◆ **EXERCISE GOAL**
Give back every record exactly.
**** RECORDED INFORMATION
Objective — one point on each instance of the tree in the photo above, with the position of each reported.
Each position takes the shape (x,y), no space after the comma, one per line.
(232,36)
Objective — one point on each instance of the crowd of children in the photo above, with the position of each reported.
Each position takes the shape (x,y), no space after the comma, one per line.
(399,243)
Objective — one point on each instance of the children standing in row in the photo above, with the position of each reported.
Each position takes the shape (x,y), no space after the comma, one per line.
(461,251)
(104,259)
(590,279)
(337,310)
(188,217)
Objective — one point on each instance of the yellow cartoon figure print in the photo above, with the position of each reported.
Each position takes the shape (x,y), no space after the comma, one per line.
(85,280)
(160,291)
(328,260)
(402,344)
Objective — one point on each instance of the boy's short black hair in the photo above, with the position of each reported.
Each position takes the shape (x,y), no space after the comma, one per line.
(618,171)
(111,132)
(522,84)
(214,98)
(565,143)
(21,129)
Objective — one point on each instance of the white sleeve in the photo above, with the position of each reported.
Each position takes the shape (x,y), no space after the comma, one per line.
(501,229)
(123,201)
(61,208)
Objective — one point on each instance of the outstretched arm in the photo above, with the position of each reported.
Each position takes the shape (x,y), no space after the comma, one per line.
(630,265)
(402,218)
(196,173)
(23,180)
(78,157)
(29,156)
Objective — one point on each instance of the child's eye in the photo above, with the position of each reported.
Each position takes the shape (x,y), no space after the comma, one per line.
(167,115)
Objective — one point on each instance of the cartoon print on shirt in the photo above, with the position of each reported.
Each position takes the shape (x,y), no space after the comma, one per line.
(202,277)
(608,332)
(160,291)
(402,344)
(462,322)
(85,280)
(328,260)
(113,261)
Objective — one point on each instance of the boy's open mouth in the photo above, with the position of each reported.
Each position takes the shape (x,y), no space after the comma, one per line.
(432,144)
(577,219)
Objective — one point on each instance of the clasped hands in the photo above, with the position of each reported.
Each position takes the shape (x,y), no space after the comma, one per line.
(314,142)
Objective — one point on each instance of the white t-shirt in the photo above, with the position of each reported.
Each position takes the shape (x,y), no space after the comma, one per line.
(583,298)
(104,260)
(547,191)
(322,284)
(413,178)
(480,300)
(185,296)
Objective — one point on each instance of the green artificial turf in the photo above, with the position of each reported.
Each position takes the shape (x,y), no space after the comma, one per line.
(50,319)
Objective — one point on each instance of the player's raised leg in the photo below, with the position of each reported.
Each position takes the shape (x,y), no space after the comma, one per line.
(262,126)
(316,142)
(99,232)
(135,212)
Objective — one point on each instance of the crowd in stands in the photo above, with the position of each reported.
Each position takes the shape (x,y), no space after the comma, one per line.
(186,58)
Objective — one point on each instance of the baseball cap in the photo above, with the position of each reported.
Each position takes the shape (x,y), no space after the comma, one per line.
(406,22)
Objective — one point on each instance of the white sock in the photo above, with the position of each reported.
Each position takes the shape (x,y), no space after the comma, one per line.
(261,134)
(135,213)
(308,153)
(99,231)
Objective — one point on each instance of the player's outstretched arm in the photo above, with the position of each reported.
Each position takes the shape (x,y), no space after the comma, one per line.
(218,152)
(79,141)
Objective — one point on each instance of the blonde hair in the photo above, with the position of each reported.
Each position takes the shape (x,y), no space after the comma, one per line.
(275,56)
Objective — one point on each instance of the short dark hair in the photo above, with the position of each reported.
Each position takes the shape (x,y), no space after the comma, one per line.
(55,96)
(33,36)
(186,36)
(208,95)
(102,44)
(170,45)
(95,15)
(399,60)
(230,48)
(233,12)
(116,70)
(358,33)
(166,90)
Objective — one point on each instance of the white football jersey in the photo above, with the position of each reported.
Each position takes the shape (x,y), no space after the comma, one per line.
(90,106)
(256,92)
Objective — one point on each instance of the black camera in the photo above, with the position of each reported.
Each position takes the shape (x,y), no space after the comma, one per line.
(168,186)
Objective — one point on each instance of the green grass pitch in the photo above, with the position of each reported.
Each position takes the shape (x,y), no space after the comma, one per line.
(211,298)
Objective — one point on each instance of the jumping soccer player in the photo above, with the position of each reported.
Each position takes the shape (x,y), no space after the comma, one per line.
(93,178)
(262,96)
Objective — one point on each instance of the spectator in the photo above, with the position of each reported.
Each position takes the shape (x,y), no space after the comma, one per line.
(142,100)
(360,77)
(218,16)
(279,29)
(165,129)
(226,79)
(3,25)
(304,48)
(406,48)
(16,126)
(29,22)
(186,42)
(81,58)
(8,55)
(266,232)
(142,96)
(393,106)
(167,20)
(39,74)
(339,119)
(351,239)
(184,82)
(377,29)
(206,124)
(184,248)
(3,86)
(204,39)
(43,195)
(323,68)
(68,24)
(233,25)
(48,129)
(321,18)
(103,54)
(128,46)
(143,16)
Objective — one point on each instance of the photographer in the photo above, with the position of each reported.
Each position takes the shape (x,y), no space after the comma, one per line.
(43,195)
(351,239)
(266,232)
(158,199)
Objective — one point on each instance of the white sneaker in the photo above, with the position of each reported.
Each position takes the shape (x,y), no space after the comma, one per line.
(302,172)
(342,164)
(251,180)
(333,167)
********
◆ **EXERCISE RESPONSE**
Objective — one point on each instance of the tree in the photo above, with the position of each reported.
Each position takes the shape (x,y), no space after the comma, one per line.
(232,36)
Objective — one point on each instance of the crowd of children in the photo above, with the position of each reported.
Each position takes the shape (x,y), no space after the comma, one per line.
(399,243)
Objective — one point on each instance of the children standing in row in the photo above, with the position of each reported.
Each position takes the shape (x,y), no space after the comma, one per line.
(461,251)
(104,259)
(590,279)
(337,310)
(188,217)
Objective — one point on each instance of the yellow cartoon figure print in the photo above, with the position of each reported.
Each position takes the shape (x,y), no space after the comma, one per line.
(85,280)
(160,291)
(328,260)
(402,344)
Objective — one point on each instance of the boy's short black hair in the photo above, with the position of each reported.
Each position takes the shape (x,y), no space after the comma, one per line.
(618,171)
(111,132)
(522,84)
(214,98)
(565,143)
(21,129)
Objective — one point on each instance of the white sleeve in the photo above, with the position of each reported.
Each position takes the shape (x,y), no space after the comma, one per line.
(501,229)
(123,201)
(61,208)
Objective — one point on each instance of the outstretched arm in the photo above, with the position of each reported.
Each position takes the shape (x,y), no space after the comma, one per line.
(630,265)
(402,218)
(196,173)
(23,180)
(78,157)
(29,156)
Objective — one point on each instance of the child's eye in the photo above, with the position of each reported.
Each position takes the shape (x,y), no space after the comma, one per line.
(167,115)
Objective — one point on each instance of the cartoon print on shirt in the photo above, with the position of each reported.
Each position takes the shape (x,y), no space after the comma, one per line.
(202,277)
(608,332)
(160,291)
(402,344)
(462,322)
(85,280)
(328,260)
(113,261)
Objective — one point on each instance of the boy's open mouth in the photo above, with the position of each reported.
Each position takes the shape (x,y), no space after the comma, one per line.
(432,144)
(577,219)
Objective — one point on each instance of the clasped hands in the photo above, with the position of each reported.
Each position takes the shape (x,y), no space after the comma, one per line.
(314,142)
Objective — one point on each instance of the white t-shirt in the photo above, with the position of each reported.
Each position takes the shape (x,y), no space after the comma, one per line.
(583,298)
(104,260)
(547,191)
(322,284)
(413,178)
(480,300)
(185,296)
Objective — one point on each instance of the green artificial turf in the photo above, with the position of each reported.
Each position takes the shape (x,y), no space after the comma, one per line.
(50,319)
Objective — one point on each instance of the player's raised leg in the photo below, with the position of each reported.
Each position takes the shape (x,y), no space after the comma, one per line.
(262,126)
(316,142)
(99,232)
(135,212)
Objective — one point on each instance of the crowd in stands in the photo above, with the position of each reported.
Each position takes the shape (x,y), no space after the comma, one per line.
(186,58)
Objective — one point on each instance of the baseball cap in the photo above, with the position of each reported.
Each position takes the shape (x,y), no space after the comma, one per line.
(406,22)
Objective — one point on each instance of the white sock in the photo above, with the position of each reported.
Each position takes the shape (x,y), no space after the comma, one per line.
(261,134)
(135,213)
(308,153)
(99,231)
Objective — one point on each instance of the player's outstretched arm in the photo above, with the position of each reported.
Each position takes the shape (x,y), no space after the comma, one per line.
(218,152)
(79,141)
Objective — one point on each instance of the blonde hair in the photo above, with the position of each reported.
Each position takes the shape (x,y), no space after the comma, one per line.
(275,56)
Objective — one point on each instance of the short dark hair in the photo above, with the position of each reported.
Each position takes the shape (x,y), no space after the comma, one per line.
(55,96)
(33,36)
(186,36)
(208,95)
(102,44)
(170,45)
(95,15)
(399,60)
(230,48)
(233,12)
(116,70)
(358,33)
(166,90)
Objective — one point on each instance of the white football jersey in the photo above, with the position of each reported.
Each position takes the shape (x,y), no space after the comma, one per line.
(90,106)
(256,92)
Objective — one point on each instance of the black camera in the photo above, with the position of each reported.
Each position takes the shape (x,y), no space after the comma, one per line.
(168,186)
Objective — one point on each instance of the green grass pitch in the photo above, with the position of each reported.
Each position takes the shape (x,y), no space after the comma, one per line.
(211,298)
Objective — one point on each instance of the jumping soccer player in the photo above, with the position of each reported.
Each position takes the shape (x,y), no space after the comma, one per line.
(93,178)
(262,96)
Objective — one point on each instance of the spectator in the photo above, with the position of each reported.
Each position takes the shape (x,y), no space after the comma, one per line.
(142,100)
(360,77)
(218,16)
(279,29)
(165,129)
(226,79)
(3,25)
(304,48)
(406,48)
(16,126)
(29,22)
(186,42)
(81,58)
(8,55)
(266,232)
(142,96)
(393,106)
(167,20)
(39,74)
(339,119)
(351,239)
(184,82)
(377,29)
(206,124)
(184,248)
(3,86)
(204,39)
(43,195)
(323,68)
(68,24)
(233,25)
(48,129)
(321,18)
(103,54)
(128,46)
(143,16)
Objective — one point on each instance of the photographer in the photo above, with the position of each reported.
Each position takes the shape (x,y), no space after the comma, one per line.
(43,195)
(351,239)
(266,232)
(158,199)
Objective — one point on each instance of the white sneaker in the photo above, with the position of each reported.
Each position takes the shape (x,y), no space after the comma, one per line.
(302,172)
(342,164)
(251,180)
(333,167)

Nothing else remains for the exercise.